Work to complete:
**a.** In the eigenvalue passage, what does the term "eigenvalues" mean when translated from German?
**b.** For each statement below, say yes or no to whether it agrees with the eigenvalue passage, and quote the deciding words. (i) Every entry of a stochastic matrix is a nonnegative real number. (ii) In Example 1A, vector u is an eigenvector of A. (iii) It matters whether v is a real or a complex vector.
**c.** Restate the part of the eigenvalue passage that opens with the words containing "Figure 1: Effects" and closes with "or Markov matrix.", renaming "Markov chain" as "random process".

-- Start Selected extract --

Eigenvalues (translated from German, this means proper values) are a special set of scalars associated with every square matrix that are sometimes also known as characteristic roots, characteristic values, or proper values. Each eigenvalue is paired with a corresponding set of so-called eigenvectors. The determination of the eigenvalues and eigenvectors of a system is extremely important in physics and engineering, where it arises in such common applications as stability analysis, the physics of rotating bodies, and small oscillations of vibrating systems, to name only a few.

If A is a square \( n \times n \) matrix with real entries and v is an \( n \times 1 \) column vector, then the product w = A v is defined and is another \( n \times 1 \) column vector. It does not matter whether v is real vector v ∈ ℝⁿ or complex v ∈ ℂⁿ. Therefore, any square matrix with real entries (we deal only with real matrices) can be considered as a linear operator A : v ↦ w = A v, acting either in ℝⁿ or ℂⁿ. Of course, one can use any Euclidean space not necessarily ℝⁿ or ℂⁿ.

Although a transformation v ↦ A v may move vectors in a variety of directions, it often happen that we are looking for such vectors on which action of A is just multiplication by a constant. Such a linear transformation is usually referred to as the spectral representation of the operator A. It is important in many applications to determine whether there exist nonzero column vectors v such that the product vector \( {\bf A}\,{\bf v} \) is a constant multiple (which we denote as λ) of v.

Example 1A: Let us consider the following matrix and two vectors:

\[ {\bf A} = \begin{bmatrix} 1 & \phantom{-}2 \\ 4&-1 \end{bmatrix} \qquad \mbox{and} \qquad {\bf v} = \begin{bmatrix} 1 \\ 1 \end{bmatrix} ,\quad {\bf u} = \begin{bmatrix} -1 \\ \phantom{-}1 \end{bmatrix} \]

Then

\[ {\bf A} \, {\bf v} = \begin{bmatrix} 3 \\ 3 \end{bmatrix} = 3 \begin{bmatrix} 1 \\ 1 \end{bmatrix} = 3\,{\bf v} \qquad \mbox{and} \qquad {\bf A} \, {\bf u} = \begin{bmatrix} \phantom{-}1 \\ -5 \end{bmatrix} \]


Figure 1: Effects of multiplication by A.		Python code

As shown by the plot, v is an eigenvector, but vector u is not an eigenvector of matrix A given that no such constant exists to map u ↦ A u.

Example 1B: As another example, we can consider a stochastic matrix that describes the transitions of a Markov chain. Each of its entries is a nonnegative real number representing a probability (in every column, the sum of entries is 1). It is also called a probability matrix, transition matrix, substitution matrix, or Markov matrix.

-- End Selected extract --
-- Start Extracted data --

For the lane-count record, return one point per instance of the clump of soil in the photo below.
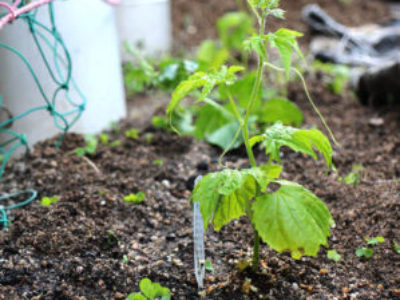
(195, 20)
(93, 245)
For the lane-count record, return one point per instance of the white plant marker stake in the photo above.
(198, 241)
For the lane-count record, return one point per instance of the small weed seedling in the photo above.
(125, 259)
(132, 134)
(135, 198)
(367, 252)
(208, 266)
(104, 139)
(374, 241)
(158, 162)
(333, 255)
(47, 201)
(150, 291)
(396, 247)
(115, 144)
(290, 218)
(89, 148)
(354, 176)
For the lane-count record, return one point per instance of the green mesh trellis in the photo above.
(59, 67)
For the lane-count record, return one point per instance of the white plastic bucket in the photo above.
(147, 22)
(89, 31)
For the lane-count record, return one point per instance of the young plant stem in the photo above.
(249, 150)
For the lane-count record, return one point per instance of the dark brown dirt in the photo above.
(75, 248)
(195, 20)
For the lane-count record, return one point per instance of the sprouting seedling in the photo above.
(396, 247)
(288, 218)
(47, 201)
(333, 255)
(115, 143)
(125, 259)
(132, 134)
(374, 241)
(209, 266)
(114, 127)
(135, 198)
(354, 176)
(104, 139)
(112, 239)
(367, 252)
(150, 290)
(89, 148)
(149, 137)
(158, 162)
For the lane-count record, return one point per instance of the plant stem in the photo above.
(256, 251)
(245, 130)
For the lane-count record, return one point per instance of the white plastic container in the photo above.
(147, 22)
(90, 34)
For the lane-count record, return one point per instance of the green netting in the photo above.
(58, 64)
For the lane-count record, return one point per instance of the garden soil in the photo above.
(93, 245)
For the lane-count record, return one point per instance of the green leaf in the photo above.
(299, 140)
(80, 151)
(292, 219)
(223, 195)
(264, 4)
(278, 13)
(115, 143)
(47, 201)
(396, 247)
(211, 56)
(257, 44)
(283, 110)
(333, 255)
(158, 162)
(223, 136)
(135, 198)
(234, 28)
(242, 90)
(285, 41)
(132, 134)
(217, 125)
(104, 138)
(375, 240)
(208, 266)
(365, 252)
(205, 80)
(153, 290)
(146, 287)
(194, 82)
(136, 296)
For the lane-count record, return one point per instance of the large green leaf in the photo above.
(223, 195)
(292, 219)
(299, 140)
(153, 290)
(283, 110)
(257, 44)
(205, 80)
(241, 90)
(285, 41)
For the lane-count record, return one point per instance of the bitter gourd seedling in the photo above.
(290, 218)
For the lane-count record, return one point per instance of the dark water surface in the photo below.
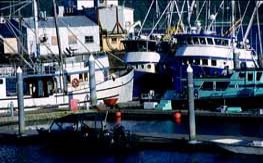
(213, 126)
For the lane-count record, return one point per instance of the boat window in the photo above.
(86, 76)
(72, 39)
(54, 40)
(80, 77)
(190, 40)
(184, 61)
(207, 86)
(259, 74)
(213, 62)
(202, 40)
(210, 41)
(197, 61)
(249, 76)
(242, 75)
(205, 61)
(114, 40)
(218, 42)
(220, 86)
(225, 42)
(149, 66)
(196, 41)
(190, 61)
(89, 39)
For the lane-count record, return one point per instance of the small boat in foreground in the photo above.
(240, 146)
(86, 130)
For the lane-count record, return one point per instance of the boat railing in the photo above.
(7, 70)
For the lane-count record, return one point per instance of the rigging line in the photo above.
(10, 28)
(8, 7)
(211, 23)
(145, 17)
(160, 18)
(242, 18)
(259, 35)
(14, 1)
(20, 43)
(28, 26)
(197, 17)
(67, 26)
(13, 13)
(180, 21)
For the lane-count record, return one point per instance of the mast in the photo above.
(233, 18)
(62, 81)
(35, 9)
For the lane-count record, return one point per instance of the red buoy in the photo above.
(118, 114)
(118, 120)
(177, 115)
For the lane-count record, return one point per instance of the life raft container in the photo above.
(75, 83)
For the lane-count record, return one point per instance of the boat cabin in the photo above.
(139, 45)
(202, 40)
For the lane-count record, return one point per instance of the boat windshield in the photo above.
(139, 45)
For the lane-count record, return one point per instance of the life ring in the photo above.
(75, 83)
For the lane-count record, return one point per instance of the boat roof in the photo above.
(184, 35)
(138, 40)
(65, 21)
(73, 118)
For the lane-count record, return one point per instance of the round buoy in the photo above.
(118, 120)
(178, 121)
(177, 115)
(118, 114)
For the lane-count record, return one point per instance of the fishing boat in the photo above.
(86, 130)
(240, 146)
(146, 57)
(211, 53)
(53, 92)
(65, 81)
(242, 88)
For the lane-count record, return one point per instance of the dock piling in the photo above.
(20, 100)
(192, 134)
(92, 81)
(11, 107)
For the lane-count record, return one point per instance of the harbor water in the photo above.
(205, 126)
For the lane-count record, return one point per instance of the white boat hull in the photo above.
(121, 88)
(240, 149)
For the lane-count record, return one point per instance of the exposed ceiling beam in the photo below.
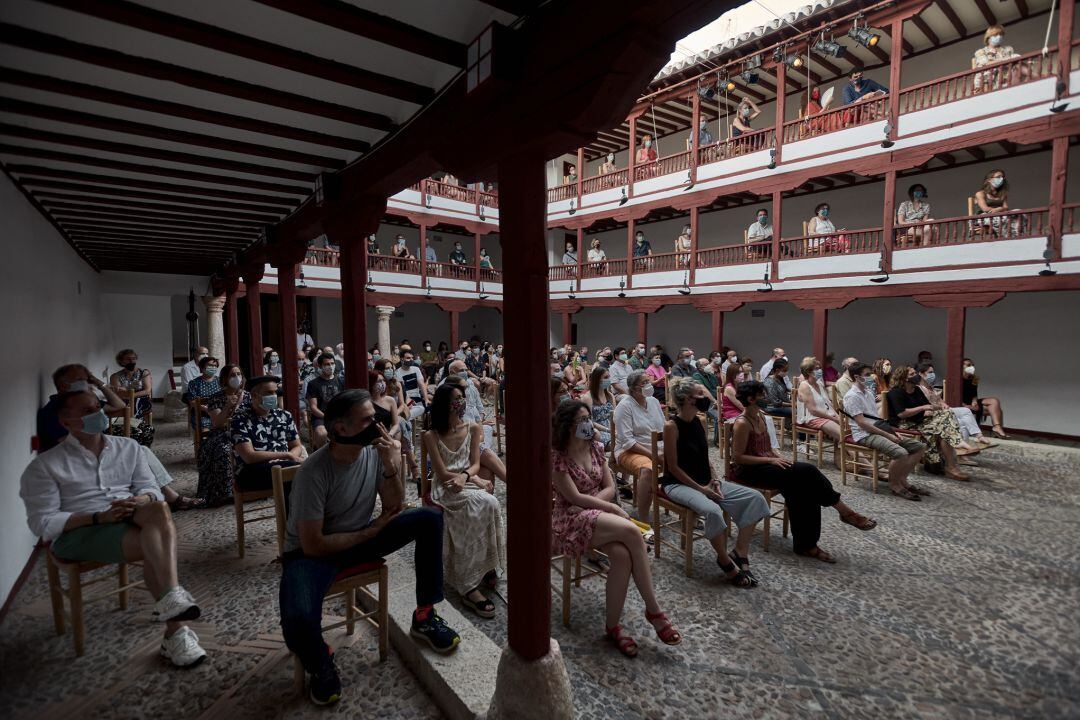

-- End Extracted data --

Responses in order:
**a.** Proper values.

**b.**
(i) Yes: "Each of its entries is a nonnegative real number representing a probability"
(ii) No: "vector u is not an eigenvector of matrix A"
(iii) No: "It does not matter whether v is real vector v ∈ ℝⁿ or complex v ∈ ℂⁿ"

**c.**
Figure 1: Effects of multiplication by A.		Python code

As shown by the plot, v is an eigenvector, but vector u is not an eigenvector of matrix A given that no such constant exists to map u ↦ A u.

Example 1B: As another example, we can consider a stochastic matrix that describes the transitions of a random process. Each of its entries is a nonnegative real number representing a probability (in every column, the sum of entries is 1). It is also called a probability matrix, transition matrix, substitution matrix, or Markov matrix.